- **Excerpted data**

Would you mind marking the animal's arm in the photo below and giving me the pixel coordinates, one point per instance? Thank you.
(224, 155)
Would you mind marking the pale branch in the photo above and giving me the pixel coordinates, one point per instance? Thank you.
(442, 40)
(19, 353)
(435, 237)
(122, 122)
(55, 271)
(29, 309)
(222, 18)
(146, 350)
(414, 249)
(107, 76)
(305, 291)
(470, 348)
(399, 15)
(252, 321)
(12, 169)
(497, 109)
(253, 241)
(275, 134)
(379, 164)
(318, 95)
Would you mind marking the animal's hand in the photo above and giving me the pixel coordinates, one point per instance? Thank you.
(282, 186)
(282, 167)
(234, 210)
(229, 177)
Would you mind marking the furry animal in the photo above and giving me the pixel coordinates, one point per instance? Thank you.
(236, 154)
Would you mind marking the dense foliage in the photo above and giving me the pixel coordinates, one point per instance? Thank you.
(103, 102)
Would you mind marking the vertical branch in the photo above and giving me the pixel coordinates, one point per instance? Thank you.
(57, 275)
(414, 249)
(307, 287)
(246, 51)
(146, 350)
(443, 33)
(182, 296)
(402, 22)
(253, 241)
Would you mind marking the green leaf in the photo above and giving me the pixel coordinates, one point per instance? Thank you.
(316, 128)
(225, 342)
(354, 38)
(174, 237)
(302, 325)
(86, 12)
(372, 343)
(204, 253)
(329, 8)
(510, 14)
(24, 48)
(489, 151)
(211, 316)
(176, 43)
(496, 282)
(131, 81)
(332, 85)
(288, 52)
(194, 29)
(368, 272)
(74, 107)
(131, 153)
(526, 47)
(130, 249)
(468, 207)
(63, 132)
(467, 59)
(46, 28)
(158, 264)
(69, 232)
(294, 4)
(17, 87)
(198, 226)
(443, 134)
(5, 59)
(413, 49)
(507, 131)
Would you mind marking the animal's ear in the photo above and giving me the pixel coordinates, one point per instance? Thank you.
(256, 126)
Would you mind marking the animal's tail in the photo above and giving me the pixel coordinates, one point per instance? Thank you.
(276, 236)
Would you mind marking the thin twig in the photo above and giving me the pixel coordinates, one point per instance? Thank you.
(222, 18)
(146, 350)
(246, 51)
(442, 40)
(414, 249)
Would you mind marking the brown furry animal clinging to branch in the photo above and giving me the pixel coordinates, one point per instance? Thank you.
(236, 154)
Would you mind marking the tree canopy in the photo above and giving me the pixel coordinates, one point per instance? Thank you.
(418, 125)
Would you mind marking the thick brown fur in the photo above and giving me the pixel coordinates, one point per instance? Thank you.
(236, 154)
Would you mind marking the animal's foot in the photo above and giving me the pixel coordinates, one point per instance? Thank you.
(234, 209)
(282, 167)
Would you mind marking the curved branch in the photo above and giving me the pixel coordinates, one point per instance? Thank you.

- **Exercise goal**
Using the listing above, return exactly, and only, the lines from the one that contains "Would you mind marking the thick" through its last line, both included.

- **Result of the exercise**
Would you mind marking the thick brown fur in the photo above and giving me the pixel coordinates, one point per instance? Thank you.
(236, 154)
Would you mind marking the animal's foot in the photo above and giving me the pixel coordinates, one point per instance? Thank you.
(234, 209)
(282, 167)
Would you mind marking the curved branch in the photo above and giving me the pixel coordinates, one point per instance? Thank you.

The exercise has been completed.